▶ _EXERCISE DETAILS_
Extract the final stretch of the data: the line that contains "Locate every instance of the chair slatted" and every line after it, unaltered, and no other lines.

Records contained in a dataset:

+===+

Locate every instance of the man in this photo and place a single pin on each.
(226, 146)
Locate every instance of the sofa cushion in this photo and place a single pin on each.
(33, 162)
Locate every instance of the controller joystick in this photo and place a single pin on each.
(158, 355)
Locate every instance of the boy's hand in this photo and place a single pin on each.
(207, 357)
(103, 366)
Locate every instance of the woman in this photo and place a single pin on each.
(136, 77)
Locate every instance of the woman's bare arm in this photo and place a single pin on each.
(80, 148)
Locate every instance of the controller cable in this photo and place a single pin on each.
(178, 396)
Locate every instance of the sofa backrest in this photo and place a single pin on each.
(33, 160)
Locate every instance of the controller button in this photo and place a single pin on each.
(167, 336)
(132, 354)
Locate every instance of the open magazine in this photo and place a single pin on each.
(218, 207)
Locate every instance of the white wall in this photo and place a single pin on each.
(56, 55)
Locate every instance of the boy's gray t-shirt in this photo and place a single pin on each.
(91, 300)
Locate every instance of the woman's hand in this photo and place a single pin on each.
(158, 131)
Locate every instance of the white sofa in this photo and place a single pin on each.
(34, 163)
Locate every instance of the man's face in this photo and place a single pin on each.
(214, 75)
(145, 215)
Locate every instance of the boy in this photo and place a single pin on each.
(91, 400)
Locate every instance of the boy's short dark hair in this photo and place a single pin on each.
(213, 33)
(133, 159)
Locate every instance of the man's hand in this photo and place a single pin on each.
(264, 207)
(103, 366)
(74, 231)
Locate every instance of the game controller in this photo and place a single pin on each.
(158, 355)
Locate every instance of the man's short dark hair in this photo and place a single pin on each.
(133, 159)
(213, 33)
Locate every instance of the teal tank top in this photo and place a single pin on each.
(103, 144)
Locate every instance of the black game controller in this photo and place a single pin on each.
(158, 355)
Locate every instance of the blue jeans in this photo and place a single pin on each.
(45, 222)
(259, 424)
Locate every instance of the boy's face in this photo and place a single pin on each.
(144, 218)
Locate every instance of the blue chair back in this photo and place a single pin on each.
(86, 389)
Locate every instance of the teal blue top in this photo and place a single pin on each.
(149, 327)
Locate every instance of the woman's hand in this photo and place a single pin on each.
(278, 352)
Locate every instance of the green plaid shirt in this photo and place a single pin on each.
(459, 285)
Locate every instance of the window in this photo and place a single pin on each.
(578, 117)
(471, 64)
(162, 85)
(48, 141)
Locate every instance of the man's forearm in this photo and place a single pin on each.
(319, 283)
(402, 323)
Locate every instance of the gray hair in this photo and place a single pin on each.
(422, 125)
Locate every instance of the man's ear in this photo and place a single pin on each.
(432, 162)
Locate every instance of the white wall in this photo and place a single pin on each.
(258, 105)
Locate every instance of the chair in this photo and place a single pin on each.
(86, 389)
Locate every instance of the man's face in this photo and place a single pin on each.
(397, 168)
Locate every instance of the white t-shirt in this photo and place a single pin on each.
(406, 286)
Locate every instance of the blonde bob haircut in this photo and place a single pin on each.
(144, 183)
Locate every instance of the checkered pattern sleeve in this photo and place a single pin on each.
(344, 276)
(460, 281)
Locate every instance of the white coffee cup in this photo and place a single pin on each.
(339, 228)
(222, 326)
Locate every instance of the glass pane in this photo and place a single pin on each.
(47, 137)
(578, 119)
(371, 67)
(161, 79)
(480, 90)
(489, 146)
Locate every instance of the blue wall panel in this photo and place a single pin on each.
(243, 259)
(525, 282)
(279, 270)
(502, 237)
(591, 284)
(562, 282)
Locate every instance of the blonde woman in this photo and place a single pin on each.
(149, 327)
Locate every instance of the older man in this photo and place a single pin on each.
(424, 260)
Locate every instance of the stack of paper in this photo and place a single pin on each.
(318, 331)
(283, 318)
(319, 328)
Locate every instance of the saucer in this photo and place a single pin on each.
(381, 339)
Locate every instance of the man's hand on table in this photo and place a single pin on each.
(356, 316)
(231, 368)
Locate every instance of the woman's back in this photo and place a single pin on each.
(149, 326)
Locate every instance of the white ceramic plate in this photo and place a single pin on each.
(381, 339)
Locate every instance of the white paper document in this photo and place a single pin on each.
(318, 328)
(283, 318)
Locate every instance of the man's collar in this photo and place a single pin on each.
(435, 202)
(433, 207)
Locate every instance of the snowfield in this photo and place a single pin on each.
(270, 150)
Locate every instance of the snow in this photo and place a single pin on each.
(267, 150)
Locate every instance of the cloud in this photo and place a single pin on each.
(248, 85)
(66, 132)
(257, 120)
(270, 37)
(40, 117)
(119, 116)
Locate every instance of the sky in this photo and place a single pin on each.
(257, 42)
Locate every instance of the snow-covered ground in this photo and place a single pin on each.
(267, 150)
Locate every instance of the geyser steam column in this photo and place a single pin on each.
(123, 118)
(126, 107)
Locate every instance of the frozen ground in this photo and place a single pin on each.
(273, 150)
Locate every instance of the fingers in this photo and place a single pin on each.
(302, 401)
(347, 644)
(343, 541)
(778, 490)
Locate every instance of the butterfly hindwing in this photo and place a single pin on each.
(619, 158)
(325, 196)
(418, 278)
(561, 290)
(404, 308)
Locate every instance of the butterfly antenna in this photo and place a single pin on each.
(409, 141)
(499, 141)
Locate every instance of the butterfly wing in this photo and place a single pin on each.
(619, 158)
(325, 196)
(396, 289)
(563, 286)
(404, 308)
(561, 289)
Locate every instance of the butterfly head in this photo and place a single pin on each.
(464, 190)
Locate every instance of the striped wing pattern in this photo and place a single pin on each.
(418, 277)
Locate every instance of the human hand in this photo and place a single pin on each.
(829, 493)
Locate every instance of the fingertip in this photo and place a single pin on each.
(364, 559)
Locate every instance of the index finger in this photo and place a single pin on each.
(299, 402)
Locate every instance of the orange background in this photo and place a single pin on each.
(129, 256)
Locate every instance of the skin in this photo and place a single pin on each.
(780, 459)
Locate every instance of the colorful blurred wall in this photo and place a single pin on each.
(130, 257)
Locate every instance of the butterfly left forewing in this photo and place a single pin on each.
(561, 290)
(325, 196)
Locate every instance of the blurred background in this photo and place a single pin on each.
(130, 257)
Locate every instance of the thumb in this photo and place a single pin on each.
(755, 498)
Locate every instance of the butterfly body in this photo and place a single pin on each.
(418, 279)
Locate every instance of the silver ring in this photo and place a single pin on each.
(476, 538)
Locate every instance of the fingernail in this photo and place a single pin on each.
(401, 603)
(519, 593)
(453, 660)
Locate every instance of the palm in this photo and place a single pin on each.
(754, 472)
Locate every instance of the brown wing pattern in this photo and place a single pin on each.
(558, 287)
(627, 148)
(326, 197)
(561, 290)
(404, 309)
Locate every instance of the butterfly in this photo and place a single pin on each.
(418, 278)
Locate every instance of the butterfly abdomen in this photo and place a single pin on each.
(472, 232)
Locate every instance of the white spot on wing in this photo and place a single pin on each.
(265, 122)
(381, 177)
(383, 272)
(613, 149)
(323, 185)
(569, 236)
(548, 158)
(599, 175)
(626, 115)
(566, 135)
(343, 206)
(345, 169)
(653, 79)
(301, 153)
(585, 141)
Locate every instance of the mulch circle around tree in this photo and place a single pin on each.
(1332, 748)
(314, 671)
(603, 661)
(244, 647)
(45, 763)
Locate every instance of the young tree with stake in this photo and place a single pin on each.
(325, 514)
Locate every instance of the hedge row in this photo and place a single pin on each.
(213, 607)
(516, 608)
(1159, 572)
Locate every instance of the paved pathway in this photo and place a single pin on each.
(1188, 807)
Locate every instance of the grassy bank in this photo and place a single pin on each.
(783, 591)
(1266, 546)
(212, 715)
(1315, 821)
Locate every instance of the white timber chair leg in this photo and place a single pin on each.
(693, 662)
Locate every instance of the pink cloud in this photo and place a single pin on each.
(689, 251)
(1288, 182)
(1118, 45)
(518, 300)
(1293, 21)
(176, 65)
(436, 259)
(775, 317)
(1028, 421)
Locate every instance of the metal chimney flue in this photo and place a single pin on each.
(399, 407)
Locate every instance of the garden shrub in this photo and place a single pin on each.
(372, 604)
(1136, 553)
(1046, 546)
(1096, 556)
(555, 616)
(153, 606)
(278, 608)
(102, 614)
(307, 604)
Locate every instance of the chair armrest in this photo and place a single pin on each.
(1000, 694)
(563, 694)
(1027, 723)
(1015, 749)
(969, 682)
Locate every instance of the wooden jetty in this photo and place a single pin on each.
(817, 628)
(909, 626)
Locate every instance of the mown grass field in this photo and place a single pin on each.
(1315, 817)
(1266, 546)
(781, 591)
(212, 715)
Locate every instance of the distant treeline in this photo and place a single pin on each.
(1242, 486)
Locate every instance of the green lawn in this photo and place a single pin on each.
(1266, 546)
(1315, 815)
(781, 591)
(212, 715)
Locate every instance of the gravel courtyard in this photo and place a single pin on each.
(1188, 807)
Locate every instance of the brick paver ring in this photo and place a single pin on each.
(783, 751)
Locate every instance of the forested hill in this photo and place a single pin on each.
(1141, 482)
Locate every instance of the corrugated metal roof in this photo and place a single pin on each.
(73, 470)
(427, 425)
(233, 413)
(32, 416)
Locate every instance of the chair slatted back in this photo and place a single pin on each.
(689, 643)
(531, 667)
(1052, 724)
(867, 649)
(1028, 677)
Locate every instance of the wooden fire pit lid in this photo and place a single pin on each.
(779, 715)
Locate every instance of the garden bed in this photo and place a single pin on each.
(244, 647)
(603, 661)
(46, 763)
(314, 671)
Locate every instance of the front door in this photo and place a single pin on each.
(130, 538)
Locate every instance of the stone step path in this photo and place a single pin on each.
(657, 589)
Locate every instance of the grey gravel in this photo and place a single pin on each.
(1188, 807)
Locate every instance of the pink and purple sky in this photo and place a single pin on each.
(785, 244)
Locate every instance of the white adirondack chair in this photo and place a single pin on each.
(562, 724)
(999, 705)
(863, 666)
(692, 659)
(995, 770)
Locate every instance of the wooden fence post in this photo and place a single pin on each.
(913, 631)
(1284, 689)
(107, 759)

+===+

▶ _SOLUTION BELOW_
Locate every instance of the chair slatted back in this photo and place a single pin on each.
(689, 643)
(531, 667)
(1052, 724)
(867, 649)
(1028, 677)
Locate every instance of the wooden fire pit lid in this photo and place a single pin on each.
(779, 715)
Locate every instance of the garden bed in this photo and place a single pin on each.
(244, 647)
(603, 661)
(46, 763)
(314, 671)
Locate every instance of the front door in this photo and place a single pin on each.
(130, 538)
Locate every instance of the stone step path in this photo and place a single pin on each.
(657, 589)
Locate every instance of the grey gravel in this photo and place a single pin on each.
(1188, 807)
Locate every instance of the pink and purple sky in this photo and place a single pin on each.
(785, 244)
Locate every instance of the white adirondack chair in this photo and place a single pin on each.
(562, 724)
(999, 705)
(863, 666)
(692, 659)
(995, 770)
Locate every instance of the wooden fence post in this photo and place a single pin on each.
(913, 631)
(1284, 689)
(107, 759)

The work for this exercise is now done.